## Challenge
In the convolution excerpt below, what FFT length M is set in terms of N?

## Excerpt to read
———

See my process below for more details:

1.

$$a = \{a_0, a_1,\dots,a_{N-1}\},\;\;\;\; w = \mathrm{rect\{N\}}$$ $$\boxed{y_c = \mathrm{conv}(a, w)}$$

2. $$M=2N-1$$ $$X_a = \mathrm{FFT}(a, M),\;\;\;\;W_a = \mathrm{FFT}(w, M)$$ $$\boxed{y_f=\mathrm{IFFT}\left(X_a * W_a\right)}$$

3. $$y_c=y_f$$

  • I am aware that zero-padding in frequency domain is interpolation in time- domain.

4.

$$X_b = \mathrm{FFT}(a, N),\;\;\;\;W_b = \mathrm{FFT}(w, N)$$

  • Now zeropad the $X_b$ and $W_b$ the spectrum to size $M$
  • Perform frequency domain multiplication
  • Take inverse transform $$\boxed{y_{zf}=\mathrm{IFFT}(X_{zb} * W_{zb})}$$

where, $X_{zb}$ and $W_{zb}$ are zero-padded spectrum of $X_b$ and $W_b$


Results: $y_{zf} \neq \left(y_c\;|\; y_f\right)$

Attached MATLAB example below

clear all;

clear;

M = 7;
N = 4;

A = 1:4;
window = ones(1, 4);

y_c = conv(A, window)

———

## Dataset section

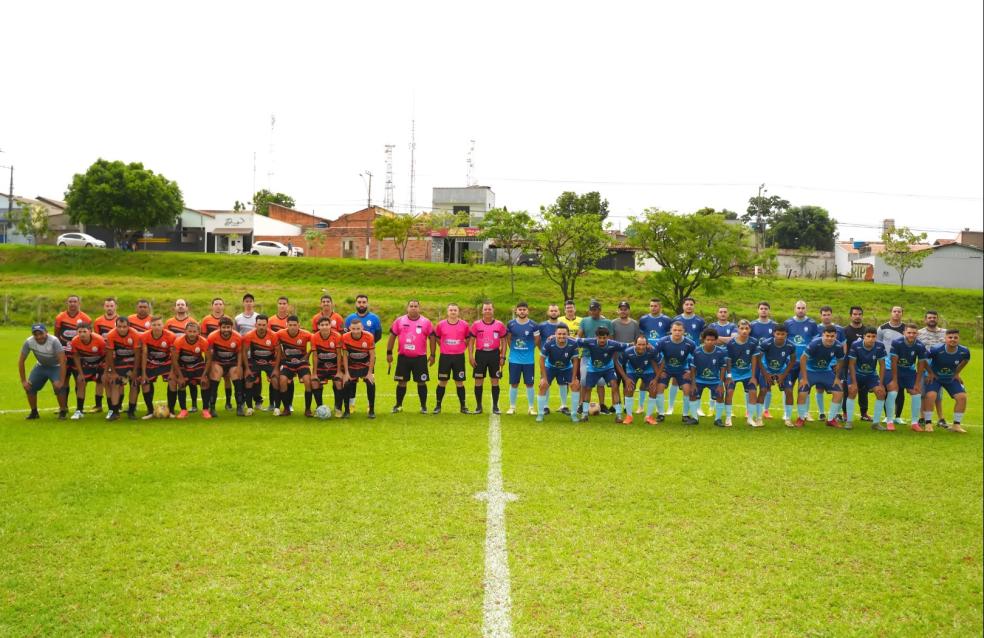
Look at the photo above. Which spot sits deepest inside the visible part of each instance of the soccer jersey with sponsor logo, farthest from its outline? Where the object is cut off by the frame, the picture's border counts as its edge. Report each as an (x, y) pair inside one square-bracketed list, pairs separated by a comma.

———

## Answer for this exercise
M = 2N − 1